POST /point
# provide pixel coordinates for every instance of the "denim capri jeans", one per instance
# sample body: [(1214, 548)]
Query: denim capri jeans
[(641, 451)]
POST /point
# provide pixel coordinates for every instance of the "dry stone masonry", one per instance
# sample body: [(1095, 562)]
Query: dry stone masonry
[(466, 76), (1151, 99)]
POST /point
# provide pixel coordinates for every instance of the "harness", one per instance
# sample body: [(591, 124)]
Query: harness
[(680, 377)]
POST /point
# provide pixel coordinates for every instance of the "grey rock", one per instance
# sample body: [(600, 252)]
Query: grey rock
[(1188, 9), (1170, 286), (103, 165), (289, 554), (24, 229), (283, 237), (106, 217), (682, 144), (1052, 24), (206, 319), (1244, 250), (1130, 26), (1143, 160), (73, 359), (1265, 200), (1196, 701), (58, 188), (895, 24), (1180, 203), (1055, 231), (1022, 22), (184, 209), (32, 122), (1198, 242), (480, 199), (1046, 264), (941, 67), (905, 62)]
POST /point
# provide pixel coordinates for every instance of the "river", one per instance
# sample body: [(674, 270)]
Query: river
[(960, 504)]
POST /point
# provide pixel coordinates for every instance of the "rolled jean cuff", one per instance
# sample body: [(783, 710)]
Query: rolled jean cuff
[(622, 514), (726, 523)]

BRIEF
Word for word, transcribe each record.

EXERCISE OUTPUT
POST /point
# provide pixel coordinates for every instance of the "denim capri jeans", one per instance
# sample body: [(1214, 548)]
Query: denim capri jeans
[(641, 451)]
POST /point
# provide pixel coordinates for every instance of the "dry stone masonry", one per instance
# sample body: [(1095, 562)]
Query: dry stone masonry
[(466, 76), (1151, 99)]
POST /point
# provide pixel coordinates for every instance of the "harness", one per instance
# sample body: [(591, 124)]
Query: harness
[(680, 377)]
POST /point
# provide pixel coordinates for every instance of the "grey rock", one per instance
# sample body: [(600, 252)]
Query: grey rock
[(1188, 9), (1170, 286), (103, 165), (289, 554), (24, 229), (283, 237), (106, 217), (682, 144), (1052, 24), (206, 319), (1244, 250), (1130, 26), (1143, 160), (73, 359), (1265, 200), (1196, 701), (58, 188), (895, 24), (1180, 203), (1055, 231), (1022, 22), (184, 209), (32, 122), (1198, 242), (480, 199), (1046, 264), (941, 67), (905, 62)]
POST /point
# provide pixel coordinates for every instance of the "river", one per instance
# sample body: [(674, 270)]
Query: river
[(960, 504)]
POST /point
# provide pixel coordinates for every instance of the "rolled jean cuff", one per instance
# sample body: [(783, 710)]
Query: rolled jean cuff
[(622, 514), (726, 523)]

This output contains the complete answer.